* [Texte source]
^^^^

Intervention de Philippe Bonnecarrere

Commission des affaires européennes — Réunion du 25 juin 2020 à 8h35
Justice et affaires intérieures — Adhésion de l'union européenne à la convention européenne des droits de l'homme cedh - examen du rapport d'information de mm. philippe bonnecarrère et jean-yves leconte

Photo de Philippe BonnecarrerePhilippe Bonnecarrere, rapporteur :

Merci Monsieur le Président. Jean-Yves Leconte nous a propulsés en décembre 2014, date à laquelle la CJUE a émis sept observations défavorables, non pas au principe de cette adhésion, mais à ses modalités.

En octobre 2015, le Conseil JAI a réaffirmé son attachement à l'adhésion de l'Union européenne à la CEDH et a invité la Commission à travailler sur une analyse des questions juridiques soulevées par la CJUE dans son avis.

La présidence finlandaise du Conseil de l'Union européenne a repris ce dossier et a inscrit l'adhésion parmi ses priorités : elle est parvenue à ce que le Conseil s'accorde sur un mandat de négociation. Le Conseil JAI du 7 octobre 2019 suivant a exprimé son engagement en faveur d'une reprise rapide des négociations avec le Conseil de l'Europe sur l'adhésion et a adopté à l'unanimité des directives de négociation complémentaires. Il a apporté des réponses aux observations de la CJUE, en particulier concernant le mécanisme de codéfendeur et le fait d'exclure le contrôle des actes de la politique étrangère et de sécurité commune (PESC), sachant que la CJUE n'est pas compétente pour contrôler la PESC.

^^^^

* [Matériel fourni]
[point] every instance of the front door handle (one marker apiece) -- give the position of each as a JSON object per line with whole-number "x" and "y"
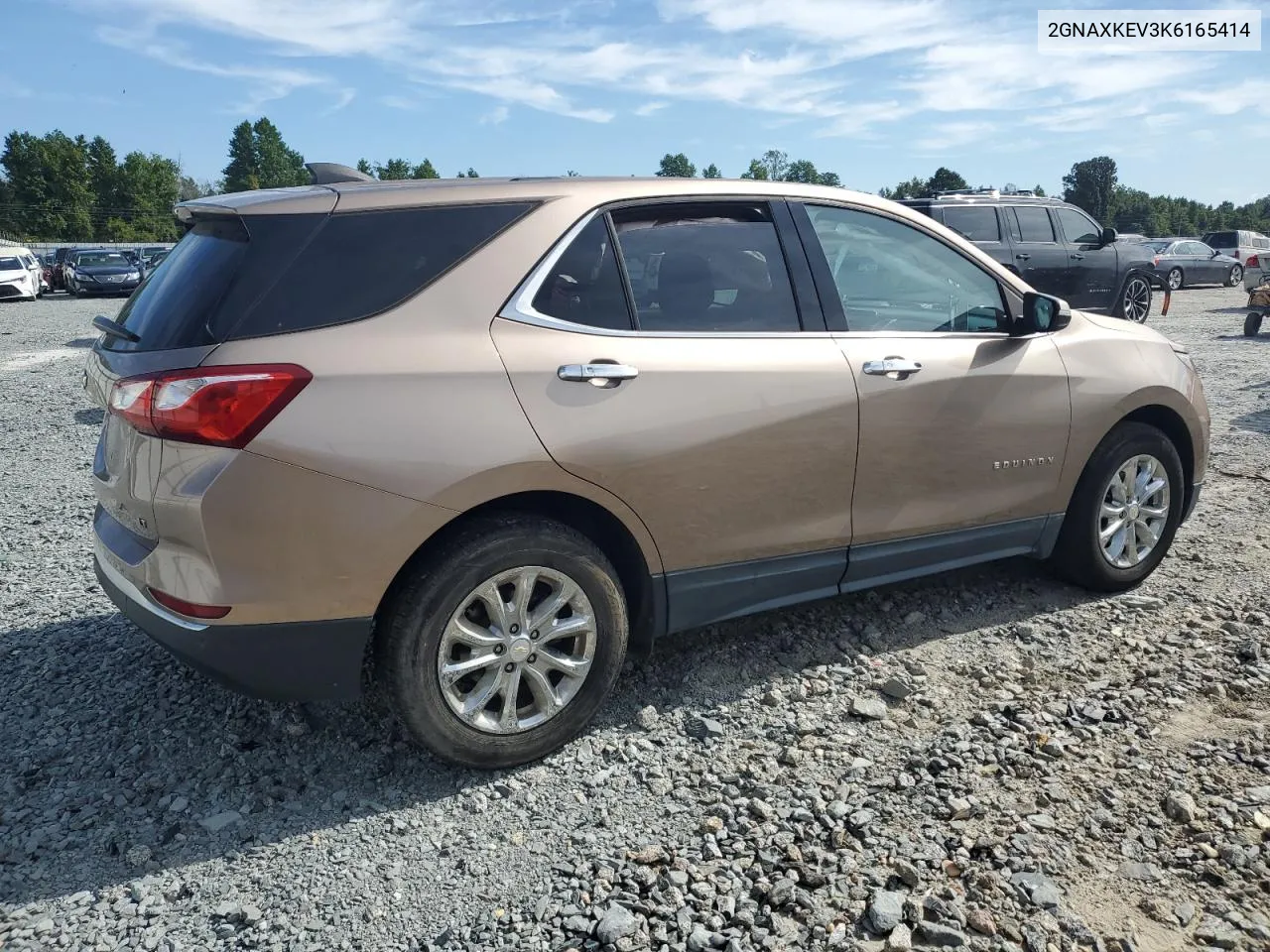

^^^^

* [Exercices à traiter]
• A. D'après l'intervention sur l'adhésion de l'Union européenne à la CEDH, combien d'observations défavorables la CJUE a-t-elle émises en décembre 2014 ?
• B. Rédigez la suite de l'intervention sur l'adhésion de l'Union européenne à la CEDH, à partir de sa dernière phrase.

* [Corrigé]
• A. La CJUE a émis sept observations défavorables.

• B.
Les négociations devaient reprendre en octobre 2019, mais ont été reportées à septembre prochain du fait de la crise sanitaire.

Que penser de la suite des négociations ? Il n'est pas évident que les demandes présentées par l'Union seront entendues très favorablement par les États non membres de l'Union pour deux raisons principales.

D'une part, sur les 47 États membres du Conseil de l'Europe, 27 sont membres de l'Union, et on rajouterait l'Union elle-même ; donc la crainte d'un déséquilibre en faveur de l'Union est prégnante. On peut d'ailleurs préciser que le Royaume-Uni sera maintenant de l'autre côté de la barre des négociations.

D'autre part, et plus sérieusement, la réserve de la part des États non membres porte sur la perspective que l'Union européenne demande un statut à part. Il n'est pas certain que cette prétention soit acceptée volontiers, notamment par la Russie et la Turquie. Les discussions vont probablement durer longtemps.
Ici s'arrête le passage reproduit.